(Stored data entries)

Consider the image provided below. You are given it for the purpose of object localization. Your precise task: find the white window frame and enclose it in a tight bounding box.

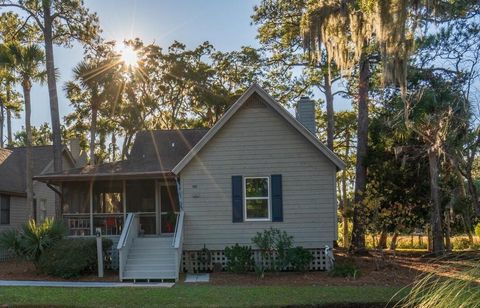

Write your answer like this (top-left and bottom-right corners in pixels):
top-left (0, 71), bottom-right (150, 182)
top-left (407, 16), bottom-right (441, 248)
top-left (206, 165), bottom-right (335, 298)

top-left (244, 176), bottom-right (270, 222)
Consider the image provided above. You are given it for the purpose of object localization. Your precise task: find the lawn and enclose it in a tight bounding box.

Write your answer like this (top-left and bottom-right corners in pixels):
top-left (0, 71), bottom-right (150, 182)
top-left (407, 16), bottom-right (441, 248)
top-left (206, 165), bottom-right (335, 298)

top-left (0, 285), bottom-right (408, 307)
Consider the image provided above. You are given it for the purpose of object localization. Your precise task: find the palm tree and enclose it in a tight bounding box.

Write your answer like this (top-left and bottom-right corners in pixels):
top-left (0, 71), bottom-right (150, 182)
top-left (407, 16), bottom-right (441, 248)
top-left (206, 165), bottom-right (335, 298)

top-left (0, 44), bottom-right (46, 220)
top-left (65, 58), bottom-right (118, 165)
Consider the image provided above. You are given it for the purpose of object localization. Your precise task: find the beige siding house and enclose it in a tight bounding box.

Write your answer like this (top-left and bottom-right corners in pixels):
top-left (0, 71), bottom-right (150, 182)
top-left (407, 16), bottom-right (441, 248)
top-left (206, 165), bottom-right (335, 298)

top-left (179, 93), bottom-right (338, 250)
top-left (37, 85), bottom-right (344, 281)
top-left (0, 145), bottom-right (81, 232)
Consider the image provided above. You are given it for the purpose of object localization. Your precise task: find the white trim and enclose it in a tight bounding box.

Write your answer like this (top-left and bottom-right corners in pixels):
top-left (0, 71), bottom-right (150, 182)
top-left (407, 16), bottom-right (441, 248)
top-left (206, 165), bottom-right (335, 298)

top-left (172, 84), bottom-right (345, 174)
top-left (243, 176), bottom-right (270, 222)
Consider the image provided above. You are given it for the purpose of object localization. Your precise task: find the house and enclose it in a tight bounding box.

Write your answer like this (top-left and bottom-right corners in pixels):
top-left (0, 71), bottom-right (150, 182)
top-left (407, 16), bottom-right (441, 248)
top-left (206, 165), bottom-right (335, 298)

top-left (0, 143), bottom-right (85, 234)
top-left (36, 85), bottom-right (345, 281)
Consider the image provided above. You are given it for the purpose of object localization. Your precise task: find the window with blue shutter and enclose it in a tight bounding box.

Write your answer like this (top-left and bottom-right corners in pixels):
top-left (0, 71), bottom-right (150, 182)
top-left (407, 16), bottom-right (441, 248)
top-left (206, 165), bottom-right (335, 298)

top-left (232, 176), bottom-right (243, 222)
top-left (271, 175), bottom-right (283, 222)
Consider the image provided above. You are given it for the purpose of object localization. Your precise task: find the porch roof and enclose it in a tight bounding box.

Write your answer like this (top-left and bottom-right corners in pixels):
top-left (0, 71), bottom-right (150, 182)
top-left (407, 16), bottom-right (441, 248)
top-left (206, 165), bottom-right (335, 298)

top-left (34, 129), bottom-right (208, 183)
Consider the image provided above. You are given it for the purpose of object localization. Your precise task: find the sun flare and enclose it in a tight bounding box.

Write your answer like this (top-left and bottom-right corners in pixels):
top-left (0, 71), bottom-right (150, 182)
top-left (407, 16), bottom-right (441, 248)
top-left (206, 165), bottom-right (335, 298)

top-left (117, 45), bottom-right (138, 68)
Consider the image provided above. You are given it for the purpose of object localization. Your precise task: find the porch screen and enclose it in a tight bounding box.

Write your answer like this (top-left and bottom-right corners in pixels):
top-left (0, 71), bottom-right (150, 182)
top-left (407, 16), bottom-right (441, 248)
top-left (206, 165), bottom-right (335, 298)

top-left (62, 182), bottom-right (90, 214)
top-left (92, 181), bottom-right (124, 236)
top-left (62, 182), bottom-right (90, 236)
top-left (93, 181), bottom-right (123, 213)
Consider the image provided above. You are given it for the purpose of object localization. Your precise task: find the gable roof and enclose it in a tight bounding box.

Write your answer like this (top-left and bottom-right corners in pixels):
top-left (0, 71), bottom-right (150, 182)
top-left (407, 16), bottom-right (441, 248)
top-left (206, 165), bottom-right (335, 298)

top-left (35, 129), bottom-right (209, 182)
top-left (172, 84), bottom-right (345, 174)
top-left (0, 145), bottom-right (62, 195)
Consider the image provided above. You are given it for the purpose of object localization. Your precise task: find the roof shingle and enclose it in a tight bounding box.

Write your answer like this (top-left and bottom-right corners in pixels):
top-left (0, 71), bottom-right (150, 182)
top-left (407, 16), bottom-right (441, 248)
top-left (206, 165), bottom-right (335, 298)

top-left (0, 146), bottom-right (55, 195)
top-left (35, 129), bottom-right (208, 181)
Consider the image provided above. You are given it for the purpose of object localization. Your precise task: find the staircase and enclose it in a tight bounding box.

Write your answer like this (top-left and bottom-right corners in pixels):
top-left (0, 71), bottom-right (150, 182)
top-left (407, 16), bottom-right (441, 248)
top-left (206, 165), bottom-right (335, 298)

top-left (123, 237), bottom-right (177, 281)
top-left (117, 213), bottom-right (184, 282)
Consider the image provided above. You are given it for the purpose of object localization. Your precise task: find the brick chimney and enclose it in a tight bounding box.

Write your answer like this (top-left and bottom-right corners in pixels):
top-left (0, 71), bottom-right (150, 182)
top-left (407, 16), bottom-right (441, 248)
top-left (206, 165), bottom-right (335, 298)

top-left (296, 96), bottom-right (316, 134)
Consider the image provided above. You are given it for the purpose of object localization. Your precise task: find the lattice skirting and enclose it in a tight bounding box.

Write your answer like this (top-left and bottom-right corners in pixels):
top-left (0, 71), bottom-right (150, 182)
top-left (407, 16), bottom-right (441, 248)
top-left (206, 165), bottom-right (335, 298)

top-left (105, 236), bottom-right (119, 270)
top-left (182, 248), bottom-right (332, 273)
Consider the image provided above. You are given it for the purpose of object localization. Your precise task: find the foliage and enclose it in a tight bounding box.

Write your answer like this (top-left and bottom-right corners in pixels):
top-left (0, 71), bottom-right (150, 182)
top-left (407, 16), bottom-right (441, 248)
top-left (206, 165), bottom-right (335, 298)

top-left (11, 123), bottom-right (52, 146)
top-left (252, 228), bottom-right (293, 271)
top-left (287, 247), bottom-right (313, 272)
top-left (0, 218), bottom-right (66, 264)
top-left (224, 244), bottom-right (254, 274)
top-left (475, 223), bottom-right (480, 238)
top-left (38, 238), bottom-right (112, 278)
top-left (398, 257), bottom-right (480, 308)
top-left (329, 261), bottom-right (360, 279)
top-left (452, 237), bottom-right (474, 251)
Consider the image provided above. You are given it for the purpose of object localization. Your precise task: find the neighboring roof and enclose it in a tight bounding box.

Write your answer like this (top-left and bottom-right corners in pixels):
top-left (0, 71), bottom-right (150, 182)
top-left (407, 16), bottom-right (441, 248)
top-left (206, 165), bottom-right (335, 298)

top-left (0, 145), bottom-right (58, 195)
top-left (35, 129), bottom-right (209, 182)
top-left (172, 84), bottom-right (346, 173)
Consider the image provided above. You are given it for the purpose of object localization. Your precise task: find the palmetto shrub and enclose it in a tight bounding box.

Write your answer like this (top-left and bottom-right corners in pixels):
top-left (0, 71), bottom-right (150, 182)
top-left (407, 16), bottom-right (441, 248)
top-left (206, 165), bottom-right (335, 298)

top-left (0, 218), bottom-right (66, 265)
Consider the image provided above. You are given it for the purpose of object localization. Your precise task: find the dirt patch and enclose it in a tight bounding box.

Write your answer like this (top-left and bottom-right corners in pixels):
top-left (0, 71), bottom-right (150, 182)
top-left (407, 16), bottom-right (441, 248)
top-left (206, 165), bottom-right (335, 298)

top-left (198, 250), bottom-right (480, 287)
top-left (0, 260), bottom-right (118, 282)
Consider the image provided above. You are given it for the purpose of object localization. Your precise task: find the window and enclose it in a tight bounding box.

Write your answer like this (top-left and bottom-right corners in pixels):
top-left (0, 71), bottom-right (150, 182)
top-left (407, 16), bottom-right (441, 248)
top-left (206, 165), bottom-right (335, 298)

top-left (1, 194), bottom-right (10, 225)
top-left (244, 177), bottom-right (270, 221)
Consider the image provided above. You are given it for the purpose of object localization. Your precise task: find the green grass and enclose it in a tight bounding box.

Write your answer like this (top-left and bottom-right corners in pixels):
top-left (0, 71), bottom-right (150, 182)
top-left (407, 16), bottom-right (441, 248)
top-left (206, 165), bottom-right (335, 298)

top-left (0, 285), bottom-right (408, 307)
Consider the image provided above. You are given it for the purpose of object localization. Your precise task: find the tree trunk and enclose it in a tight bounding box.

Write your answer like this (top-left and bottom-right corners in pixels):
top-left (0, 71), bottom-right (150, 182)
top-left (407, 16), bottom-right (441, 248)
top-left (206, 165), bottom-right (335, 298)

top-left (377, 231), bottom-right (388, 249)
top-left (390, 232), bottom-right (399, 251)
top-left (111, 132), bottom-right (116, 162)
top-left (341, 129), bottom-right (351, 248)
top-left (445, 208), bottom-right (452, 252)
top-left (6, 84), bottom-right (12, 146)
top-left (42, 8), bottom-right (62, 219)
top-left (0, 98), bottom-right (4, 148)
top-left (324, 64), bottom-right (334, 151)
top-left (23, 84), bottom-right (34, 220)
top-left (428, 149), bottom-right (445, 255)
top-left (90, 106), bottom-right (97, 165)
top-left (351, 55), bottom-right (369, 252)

HOW TO COMPLETE THIS TASK:
Which lines of the records contain the word "tree"? Copy each of them.

FINISHED EXERCISE:
Consider the image provided above. You are given it for the purpose of object localization. Your precise task: find the palm tree and enclose it in a tight bounding box.
Consider the image provided above. You are given it for the purpose of object localization. Your precise task: find the tree trunk and enclose it in a tight bounding box.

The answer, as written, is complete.